** Start of DATA RECORDS **
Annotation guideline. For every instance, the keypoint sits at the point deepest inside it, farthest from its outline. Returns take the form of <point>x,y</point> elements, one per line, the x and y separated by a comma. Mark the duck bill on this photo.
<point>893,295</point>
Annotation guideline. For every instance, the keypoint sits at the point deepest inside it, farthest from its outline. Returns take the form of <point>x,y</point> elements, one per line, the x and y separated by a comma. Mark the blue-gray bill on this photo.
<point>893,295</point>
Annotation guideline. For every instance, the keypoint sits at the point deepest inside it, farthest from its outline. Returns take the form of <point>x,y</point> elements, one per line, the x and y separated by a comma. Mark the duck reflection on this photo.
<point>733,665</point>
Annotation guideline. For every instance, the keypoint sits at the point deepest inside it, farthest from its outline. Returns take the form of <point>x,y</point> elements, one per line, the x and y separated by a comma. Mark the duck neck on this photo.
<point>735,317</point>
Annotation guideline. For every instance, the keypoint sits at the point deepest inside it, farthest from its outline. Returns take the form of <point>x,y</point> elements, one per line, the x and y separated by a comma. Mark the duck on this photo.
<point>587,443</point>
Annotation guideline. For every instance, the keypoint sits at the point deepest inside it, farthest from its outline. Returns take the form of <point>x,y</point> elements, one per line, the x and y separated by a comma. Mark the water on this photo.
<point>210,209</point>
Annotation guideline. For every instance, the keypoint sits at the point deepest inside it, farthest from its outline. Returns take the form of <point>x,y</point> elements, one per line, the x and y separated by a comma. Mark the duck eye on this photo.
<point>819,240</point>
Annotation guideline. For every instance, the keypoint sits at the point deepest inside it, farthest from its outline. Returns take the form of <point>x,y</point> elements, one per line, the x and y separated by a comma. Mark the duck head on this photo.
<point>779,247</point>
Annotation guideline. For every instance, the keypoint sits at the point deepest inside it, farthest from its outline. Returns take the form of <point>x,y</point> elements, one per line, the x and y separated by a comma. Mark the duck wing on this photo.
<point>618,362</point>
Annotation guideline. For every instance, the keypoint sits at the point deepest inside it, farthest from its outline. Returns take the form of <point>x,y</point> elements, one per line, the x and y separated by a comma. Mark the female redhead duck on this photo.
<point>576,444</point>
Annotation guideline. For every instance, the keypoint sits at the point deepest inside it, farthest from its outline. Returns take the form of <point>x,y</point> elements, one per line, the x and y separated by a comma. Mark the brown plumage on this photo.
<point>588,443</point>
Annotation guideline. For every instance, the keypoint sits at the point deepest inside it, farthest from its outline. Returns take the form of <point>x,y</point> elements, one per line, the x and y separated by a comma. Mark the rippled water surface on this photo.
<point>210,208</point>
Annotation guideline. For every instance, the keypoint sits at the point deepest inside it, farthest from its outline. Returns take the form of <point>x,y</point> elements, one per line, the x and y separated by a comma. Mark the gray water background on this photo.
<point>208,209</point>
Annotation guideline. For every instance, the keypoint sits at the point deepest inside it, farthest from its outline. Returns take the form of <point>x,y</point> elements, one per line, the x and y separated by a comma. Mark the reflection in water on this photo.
** End of DATA RECORDS **
* TASK BRIEF *
Rewrite all of the data above with every "keypoint" changed to "target point" and nothing else altered.

* CORRECT ANSWER *
Annotation guideline. For every instance, the target point sits at the point deepest inside it, farthest from its outline. Returns take the form of <point>x,y</point> elements, one per line, the x and y separated by a comma. Mark the duck bill on this photo.
<point>893,295</point>
Annotation guideline. For every instance, the target point sits at the point deepest inside it, farthest from its outline. Returns take the form of <point>x,y</point> elements, one per line, the x and y separated by a comma. Mark the blue-gray bill on this photo.
<point>893,295</point>
Annotation guideline. For every instance, the target point sits at the point deepest inside it, farthest from its outline. Returns take the form of <point>x,y</point> elements, one per line, the x and y separated by a comma. Mark the duck reflection on this photo.
<point>733,665</point>
Annotation guideline. For every instance, the target point sits at the point deepest inside it, farthest from its outline. Returns take the form of <point>x,y</point> elements, one per line, the x and y separated by a comma. Mark the duck neck on this photo.
<point>735,317</point>
Annotation guideline. For every instance, the target point sits at the point deepest inside it, farthest from its outline. Returns take the form of <point>x,y</point> elements, one per line, the x and y separated by a comma. Mark the duck on this photo.
<point>587,443</point>
Annotation guideline. For every instance, the target point sits at the point deepest inside it, farthest from its outline. Returns take the form of <point>x,y</point> elements, one per line, the x and y separated by a comma. Mark the water on this photo.
<point>210,209</point>
Annotation guideline. For every instance, the target point sits at the point deepest inside it, farthest from its outline. Returns take the form of <point>x,y</point> elements, one per line, the x and y separated by a comma. Mark the duck eye on this photo.
<point>819,240</point>
Annotation guideline. For every instance, the target point sits at the point deepest inside it, farthest from its outline. Returns take the form of <point>x,y</point> elements, one per line, the x and y separated by a comma. Mark the duck head on this photo.
<point>779,247</point>
Annotation guideline. For every instance, the target point sits at the point deepest inside it, farthest from its outline. Returns take the form of <point>x,y</point> elements, one per line, the x and y separated by a comma. Mark the duck wing on this photo.
<point>618,362</point>
Annotation guideline. For every instance, the target point sits at the point deepest inside it, farthest from its outline. Returns take the form of <point>x,y</point> elements, one per line, the x and y separated by a comma. Mark the female redhead duck on this photo.
<point>576,444</point>
Annotation guideline. For every instance, the target point sits at the point deepest inside it, farthest from its outline. Returns take the form of <point>x,y</point> elements, one per line, the x and y separated by a comma. Mark the brown plumage on this photo.
<point>588,443</point>
Annotation guideline. For every instance, the target point sits at the point deepest inside it, farthest from its outline. Returns take the form of <point>x,y</point> elements, one per line, the x and y separated by a comma. Mark the rippled water surface on this photo.
<point>210,208</point>
Annotation guideline. For every instance, the target point sits at the point deepest inside it, farthest from its outline. Returns take the form of <point>x,y</point> elements, one per line, the x and y separated by a comma. Mark the gray water background on this photo.
<point>208,209</point>
Annotation guideline. For every instance, the target point sits at the point deepest inside it, farthest from its outline. Returns take the form of <point>x,y</point> elements, one per line, the x and y separated by a comma. Mark the reflection in water on this photo.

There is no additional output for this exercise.